» **待完成任务**:
把下面所有记录逐字重复一遍，每一行都不做改动。

» **指点数据集记录**:
==============================

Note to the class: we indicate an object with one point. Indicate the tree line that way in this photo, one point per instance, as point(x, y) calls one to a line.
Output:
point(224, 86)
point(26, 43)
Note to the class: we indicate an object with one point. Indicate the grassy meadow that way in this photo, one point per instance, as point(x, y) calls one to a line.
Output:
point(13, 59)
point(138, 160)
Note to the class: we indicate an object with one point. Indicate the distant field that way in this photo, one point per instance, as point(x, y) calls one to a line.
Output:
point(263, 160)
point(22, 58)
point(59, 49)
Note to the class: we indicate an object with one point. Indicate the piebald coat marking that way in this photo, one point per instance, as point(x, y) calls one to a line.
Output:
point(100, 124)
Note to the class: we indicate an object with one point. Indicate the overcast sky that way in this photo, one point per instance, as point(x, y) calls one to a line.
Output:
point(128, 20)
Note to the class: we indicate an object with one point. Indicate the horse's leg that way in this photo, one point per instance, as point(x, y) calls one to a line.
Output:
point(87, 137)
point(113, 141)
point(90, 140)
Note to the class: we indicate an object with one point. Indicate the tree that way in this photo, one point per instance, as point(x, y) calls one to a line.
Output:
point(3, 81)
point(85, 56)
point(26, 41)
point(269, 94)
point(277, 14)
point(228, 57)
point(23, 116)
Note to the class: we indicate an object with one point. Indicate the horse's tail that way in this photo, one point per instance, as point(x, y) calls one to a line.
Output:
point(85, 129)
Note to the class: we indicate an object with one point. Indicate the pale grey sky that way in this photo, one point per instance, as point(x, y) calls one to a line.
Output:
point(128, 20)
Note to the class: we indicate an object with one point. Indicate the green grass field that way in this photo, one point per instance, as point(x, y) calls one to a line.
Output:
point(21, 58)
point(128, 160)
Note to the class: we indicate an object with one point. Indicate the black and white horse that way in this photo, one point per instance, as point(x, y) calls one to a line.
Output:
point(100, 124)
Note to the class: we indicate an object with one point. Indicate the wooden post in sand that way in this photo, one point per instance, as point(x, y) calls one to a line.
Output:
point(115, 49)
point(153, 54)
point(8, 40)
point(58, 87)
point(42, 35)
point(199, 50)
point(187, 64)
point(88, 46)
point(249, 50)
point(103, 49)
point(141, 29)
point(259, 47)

==============================

» **本题答案**:
Note to the class: we indicate an object with one point. Indicate the tree line that way in this photo, one point per instance, as point(x, y) calls one to a line.
Output:
point(224, 86)
point(26, 43)
Note to the class: we indicate an object with one point. Indicate the grassy meadow that way in this photo, one point per instance, as point(x, y) calls one to a line.
Output:
point(13, 59)
point(138, 160)
Note to the class: we indicate an object with one point. Indicate the distant field that way in this photo, one point per instance, as point(x, y) calls one to a line.
Output:
point(263, 160)
point(22, 58)
point(59, 49)
Note to the class: we indicate an object with one point. Indicate the piebald coat marking that way in this photo, one point per instance, as point(x, y) calls one to a line.
Output:
point(100, 124)
Note to the class: we indicate an object with one point. Indicate the overcast sky that way in this photo, one point per instance, as point(x, y) calls one to a line.
Output:
point(128, 20)
Note to the class: we indicate an object with one point. Indicate the horse's leg that way in this photo, one point per instance, as point(x, y) calls one to a line.
Output:
point(87, 137)
point(113, 141)
point(90, 140)
Note to the class: we indicate an object with one point. Indicate the tree that way in this photo, one point per instance, as point(x, y) calls one to a line.
Output:
point(3, 81)
point(85, 56)
point(26, 41)
point(269, 94)
point(277, 14)
point(228, 57)
point(23, 116)
Note to the class: we indicate an object with one point. Indicate the horse's tail that way in this photo, one point per instance, as point(x, y) calls one to a line.
Output:
point(85, 129)
Note to the class: we indicate an object with one point. Indicate the pale grey sky that way in this photo, one point per instance, as point(x, y) calls one to a line.
Output:
point(128, 20)
Note to the class: we indicate an object with one point. Indicate the green grass field that way in this photo, one point per instance, as point(x, y) calls one to a line.
Output:
point(21, 58)
point(128, 160)
Note to the class: we indicate an object with one point. Indicate the black and white horse that way in this photo, one point per instance, as point(x, y) calls one to a line.
Output:
point(100, 124)
Note to the class: we indicate an object with one point. Indicate the wooden post in sand that way in this photo, one point per instance, as point(x, y) calls one to a line.
Output:
point(115, 49)
point(153, 54)
point(8, 40)
point(58, 87)
point(42, 35)
point(199, 50)
point(187, 64)
point(88, 46)
point(249, 50)
point(103, 49)
point(141, 29)
point(259, 47)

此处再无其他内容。